● **Problem description**: Pick out every line of the data below that contains the word "here", and copy each of those lines in full.

● **Extracted information**:
====================

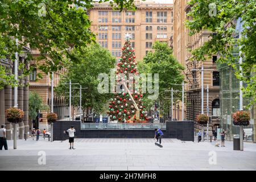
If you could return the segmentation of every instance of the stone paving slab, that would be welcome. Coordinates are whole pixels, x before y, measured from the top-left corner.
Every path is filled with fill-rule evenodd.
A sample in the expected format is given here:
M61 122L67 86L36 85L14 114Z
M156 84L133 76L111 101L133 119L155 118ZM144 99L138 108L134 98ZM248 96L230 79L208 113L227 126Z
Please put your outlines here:
M233 151L233 143L216 147L214 143L163 139L163 148L153 139L75 139L75 150L68 140L18 140L18 149L0 151L0 170L70 171L225 171L256 170L256 144L244 143L244 151ZM214 142L219 142L218 141ZM46 164L38 160L46 154ZM216 163L209 162L213 152Z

====================

● **Solved exercise**:
A sample in the expected format is given here:
Please put your outlines here:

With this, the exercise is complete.